**Vorgegebener Text:**
══════

Eskalierende Gewalt in Tibet: Das Dalai-Lama-Dilemma
Tibets geistliches Oberhaupt dringt mit seinem Aufruf zur Gewaltfreiheit nicht durch. Eigentlich müsste er zurücktreten.
Auffällig lange haben sich die westlichen Staaten aus den Auseinandersetzungen zwischen chinesischen Sicherheitskräften und tibetischen Demonstranten herausgehalten. Nun hat Nancy Pelosi, die Sprecherin des US-Repräsentantenhauses, den Tibetern und ihrem geistlichen Oberhaupt, dem Dalai Lama, ihre Unterstützung zugesichert.

══════

**Schriftliche Aufgabe A:** Ordne die Zeilen der Auflistung von der Zeile mit "Could you spot the pilot in" bis einschließlich der Zeile mit "point(123, 360)" als JSON-Liste von Zeichenketten an, mit einem Eintrag pro Zeile und ohne Leerzeilen.
Der Text und die Auflistung sind voneinander unabhängiges Material.

**Einträge aus einer Sammlung:**
══════

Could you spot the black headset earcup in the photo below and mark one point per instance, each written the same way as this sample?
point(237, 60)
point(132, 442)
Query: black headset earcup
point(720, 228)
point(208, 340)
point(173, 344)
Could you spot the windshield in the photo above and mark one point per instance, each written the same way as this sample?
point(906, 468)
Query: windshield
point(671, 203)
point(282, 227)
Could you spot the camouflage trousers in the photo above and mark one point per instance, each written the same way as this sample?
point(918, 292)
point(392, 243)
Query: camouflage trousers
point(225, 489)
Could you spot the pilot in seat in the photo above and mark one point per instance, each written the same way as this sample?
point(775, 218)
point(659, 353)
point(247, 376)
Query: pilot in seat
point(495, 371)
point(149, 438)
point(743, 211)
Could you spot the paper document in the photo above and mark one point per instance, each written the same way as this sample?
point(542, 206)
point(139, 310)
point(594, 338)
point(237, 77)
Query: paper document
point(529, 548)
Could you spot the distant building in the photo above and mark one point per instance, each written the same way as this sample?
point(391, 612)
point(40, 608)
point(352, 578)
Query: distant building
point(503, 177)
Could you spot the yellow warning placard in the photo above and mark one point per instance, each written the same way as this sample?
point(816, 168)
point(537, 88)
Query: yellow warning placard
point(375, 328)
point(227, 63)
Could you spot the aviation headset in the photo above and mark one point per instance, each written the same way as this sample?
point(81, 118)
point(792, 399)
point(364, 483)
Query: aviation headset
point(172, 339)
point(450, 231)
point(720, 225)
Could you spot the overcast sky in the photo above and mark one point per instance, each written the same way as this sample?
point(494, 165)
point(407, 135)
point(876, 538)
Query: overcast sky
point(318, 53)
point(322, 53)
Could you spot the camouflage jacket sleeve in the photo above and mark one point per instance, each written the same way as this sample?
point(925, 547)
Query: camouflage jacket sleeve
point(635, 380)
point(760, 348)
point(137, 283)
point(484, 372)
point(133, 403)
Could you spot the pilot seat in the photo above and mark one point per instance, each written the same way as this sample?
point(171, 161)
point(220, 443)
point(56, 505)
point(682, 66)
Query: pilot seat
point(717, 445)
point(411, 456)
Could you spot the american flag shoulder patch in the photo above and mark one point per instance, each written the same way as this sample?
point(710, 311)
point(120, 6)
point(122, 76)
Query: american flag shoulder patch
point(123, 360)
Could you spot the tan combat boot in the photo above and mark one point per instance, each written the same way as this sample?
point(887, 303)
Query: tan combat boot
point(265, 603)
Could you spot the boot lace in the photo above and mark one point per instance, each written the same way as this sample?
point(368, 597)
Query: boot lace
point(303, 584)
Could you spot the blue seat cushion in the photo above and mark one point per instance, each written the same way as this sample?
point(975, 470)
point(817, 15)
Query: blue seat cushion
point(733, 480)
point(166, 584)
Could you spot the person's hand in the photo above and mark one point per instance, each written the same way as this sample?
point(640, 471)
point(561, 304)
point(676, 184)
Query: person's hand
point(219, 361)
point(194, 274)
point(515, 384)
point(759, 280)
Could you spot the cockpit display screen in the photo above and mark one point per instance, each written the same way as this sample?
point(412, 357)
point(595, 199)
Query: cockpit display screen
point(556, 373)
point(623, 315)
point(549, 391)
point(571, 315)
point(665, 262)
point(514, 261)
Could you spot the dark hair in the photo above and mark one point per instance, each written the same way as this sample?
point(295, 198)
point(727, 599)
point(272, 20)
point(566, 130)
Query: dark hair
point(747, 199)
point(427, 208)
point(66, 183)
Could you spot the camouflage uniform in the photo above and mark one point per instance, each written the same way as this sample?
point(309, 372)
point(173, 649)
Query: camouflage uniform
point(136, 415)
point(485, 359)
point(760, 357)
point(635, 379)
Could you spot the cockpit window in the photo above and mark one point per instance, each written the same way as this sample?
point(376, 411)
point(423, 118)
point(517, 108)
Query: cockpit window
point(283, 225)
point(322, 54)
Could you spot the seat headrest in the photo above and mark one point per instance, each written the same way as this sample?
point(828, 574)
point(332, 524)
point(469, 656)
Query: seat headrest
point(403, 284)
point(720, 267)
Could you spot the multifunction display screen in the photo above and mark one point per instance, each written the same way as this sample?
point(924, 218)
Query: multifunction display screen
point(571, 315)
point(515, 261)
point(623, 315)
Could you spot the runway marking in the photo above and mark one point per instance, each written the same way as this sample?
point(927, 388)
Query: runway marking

══════

**Schriftliche Aufgabe B:** Wem hat Nancy Pelosi laut dem Text über Tibet ihre Unterstützung zugesichert?

**Vollständige Ausgabe A:**
[
  "Could you spot the pilot in seat in the photo above and mark one point per instance, each written the same way as this sample?",
  "point(775, 218)",
  "point(659, 353)",
  "point(247, 376)",
  "Query: pilot in seat",
  "point(495, 371)",
  "point(149, 438)",
  "point(743, 211)",
  "Could you spot the paper document in the photo above and mark one point per instance, each written the same way as this sample?",
  "point(542, 206)",
  "point(139, 310)",
  "point(594, 338)",
  "point(237, 77)",
  "Query: paper document",
  "point(529, 548)",
  "Could you spot the distant building in the photo above and mark one point per instance, each written the same way as this sample?",
  "point(391, 612)",
  "point(40, 608)",
  "point(352, 578)",
  "Query: distant building",
  "point(503, 177)",
  "Could you spot the yellow warning placard in the photo above and mark one point per instance, each written the same way as this sample?",
  "point(816, 168)",
  "point(537, 88)",
  "Query: yellow warning placard",
  "point(375, 328)",
  "point(227, 63)",
  "Could you spot the aviation headset in the photo above and mark one point per instance, each written the same way as this sample?",
  "point(81, 118)",
  "point(792, 399)",
  "point(364, 483)",
  "Query: aviation headset",
  "point(172, 339)",
  "point(450, 231)",
  "point(720, 225)",
  "Could you spot the overcast sky in the photo above and mark one point per instance, each written the same way as this sample?",
  "point(494, 165)",
  "point(407, 135)",
  "point(876, 538)",
  "Query: overcast sky",
  "point(318, 53)",
  "point(322, 53)",
  "Could you spot the camouflage jacket sleeve in the photo above and mark one point per instance, each written the same way as this sample?",
  "point(925, 547)",
  "Query: camouflage jacket sleeve",
  "point(635, 380)",
  "point(760, 348)",
  "point(137, 283)",
  "point(484, 372)",
  "point(133, 403)",
  "Could you spot the pilot seat in the photo above and mark one point per instance, each written the same way as this sample?",
  "point(171, 161)",
  "point(220, 443)",
  "point(56, 505)",
  "point(682, 66)",
  "Query: pilot seat",
  "point(717, 445)",
  "point(411, 456)",
  "Could you spot the american flag shoulder patch in the photo above and mark one point per instance, each written the same way as this sample?",
  "point(710, 311)",
  "point(120, 6)",
  "point(122, 76)",
  "Query: american flag shoulder patch",
  "point(123, 360)"
]

**Vollständige Ausgabe B:** Den Tibetern und ihrem geistlichen Oberhaupt, dem Dalai Lama.